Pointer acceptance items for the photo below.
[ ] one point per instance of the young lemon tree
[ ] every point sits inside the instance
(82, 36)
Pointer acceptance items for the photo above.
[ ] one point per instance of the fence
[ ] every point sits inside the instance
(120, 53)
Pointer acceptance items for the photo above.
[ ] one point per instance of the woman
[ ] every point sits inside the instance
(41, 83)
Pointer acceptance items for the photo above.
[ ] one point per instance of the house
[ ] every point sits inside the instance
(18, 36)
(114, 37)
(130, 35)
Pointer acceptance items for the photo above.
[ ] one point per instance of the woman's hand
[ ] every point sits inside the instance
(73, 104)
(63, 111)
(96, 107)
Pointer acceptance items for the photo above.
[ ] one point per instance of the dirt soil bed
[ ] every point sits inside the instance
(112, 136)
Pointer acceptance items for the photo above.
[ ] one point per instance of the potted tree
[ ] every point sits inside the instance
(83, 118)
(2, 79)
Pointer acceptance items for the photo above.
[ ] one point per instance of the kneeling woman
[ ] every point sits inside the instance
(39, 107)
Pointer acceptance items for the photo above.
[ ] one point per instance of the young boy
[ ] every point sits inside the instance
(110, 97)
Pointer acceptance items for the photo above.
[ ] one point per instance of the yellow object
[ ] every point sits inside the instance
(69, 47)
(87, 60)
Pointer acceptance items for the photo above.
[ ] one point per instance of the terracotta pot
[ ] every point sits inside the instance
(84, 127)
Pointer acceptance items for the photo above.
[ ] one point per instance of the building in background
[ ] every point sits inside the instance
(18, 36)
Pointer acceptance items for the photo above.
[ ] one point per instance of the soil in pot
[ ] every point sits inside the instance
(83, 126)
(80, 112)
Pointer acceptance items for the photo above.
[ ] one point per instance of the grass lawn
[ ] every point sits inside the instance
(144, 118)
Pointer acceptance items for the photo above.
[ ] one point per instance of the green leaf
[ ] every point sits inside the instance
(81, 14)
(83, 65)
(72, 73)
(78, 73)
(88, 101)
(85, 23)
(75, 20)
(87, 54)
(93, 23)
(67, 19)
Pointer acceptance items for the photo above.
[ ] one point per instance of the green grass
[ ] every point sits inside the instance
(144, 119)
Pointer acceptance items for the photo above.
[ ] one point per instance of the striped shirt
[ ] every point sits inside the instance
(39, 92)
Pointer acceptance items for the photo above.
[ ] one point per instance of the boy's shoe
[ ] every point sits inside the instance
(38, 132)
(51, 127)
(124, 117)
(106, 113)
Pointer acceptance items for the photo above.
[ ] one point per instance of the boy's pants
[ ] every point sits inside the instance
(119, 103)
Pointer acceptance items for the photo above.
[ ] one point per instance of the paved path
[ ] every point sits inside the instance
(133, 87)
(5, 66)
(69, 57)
++++++
_EXERCISE PROMPT_: All of the lines above must be returned exactly.

_THE REPLY_:
Pointer acceptance items for the photo below.
[ ] one point per instance of the young lemon tree
[ ] every point sits inside the instance
(82, 36)
Pointer acceptance items for the photo above.
[ ] one point per instance of the fence
[ ] every point sits inside the instance
(120, 53)
Pointer acceptance items for the photo above.
[ ] one point per instance of the woman
[ ] every point sits inside the instance
(41, 83)
Pointer acceptance items for the photo above.
[ ] one point per instance of the house
[ ] every point sits inside the instance
(18, 36)
(114, 37)
(130, 35)
Pointer acceptance items for the photo above.
[ ] one point per instance of the woman's hand
[ ] every point sits inside the instance
(73, 104)
(63, 111)
(96, 107)
Pointer acceptance items for the photo above.
[ ] one point per instance of the dirt soil bed
[ ] every point sits inside the instance
(112, 136)
Pointer acceptance items for the photo above.
[ ] one point per instance of the potted tree
[ ] every point sits inside the instance
(83, 118)
(2, 79)
Pointer acceptance items for the photo above.
[ ] one point per instance of the kneeling woman
[ ] every point sits inside the instance
(39, 107)
Pointer acceptance items for the photo above.
[ ] one point per instance of the young boy
[ ] every point sits inside the instance
(110, 97)
Pointer acceptance items for the photo above.
[ ] one point per instance of the yellow object
[ ] every point sits inside the instance
(69, 47)
(87, 60)
Pointer acceptance items for the photo above.
[ ] one point per instance of the terracotta pot
[ ] every point sits inside the instance
(84, 127)
Pointer acceptance items for the photo above.
[ ] one point per instance of the building in background
[ ] every point sits inside the instance
(18, 36)
Pointer acceptance items for the photo above.
[ ] one point per instance of the soil in pot
[ ] every point sits inside the instance
(83, 126)
(80, 112)
Pointer acceptance items for the photo above.
[ ] one point per instance of the grass lawn
[ ] every point sits inside the instance
(144, 118)
Pointer acceptance items for the photo above.
[ ] one point per instance of the green leaf
[ ] every point sits inside the instance
(81, 14)
(83, 65)
(72, 73)
(78, 73)
(88, 101)
(85, 23)
(75, 20)
(87, 54)
(93, 23)
(67, 19)
Pointer acceptance items for the photo above.
[ ] one point per instance of the green grass
[ ] every point sits inside the instance
(144, 119)
Pointer acceptance items for the photo above.
[ ] one point per instance of the striped shirt
[ ] every point sits inside the instance
(39, 92)
Pointer acceptance items for the photo above.
[ ] one point per instance of the boy's shoe
[ ] every point sits inside the instance
(38, 132)
(51, 127)
(124, 117)
(106, 113)
Pointer acceptance items for the photo above.
[ ] one point per instance of the boy's pants
[ ] every point sits inside the instance
(119, 103)
Pointer acceptance items for the photo above.
[ ] one point per instance of the paved path
[ ] every point sits inside the instance
(133, 87)
(5, 66)
(69, 57)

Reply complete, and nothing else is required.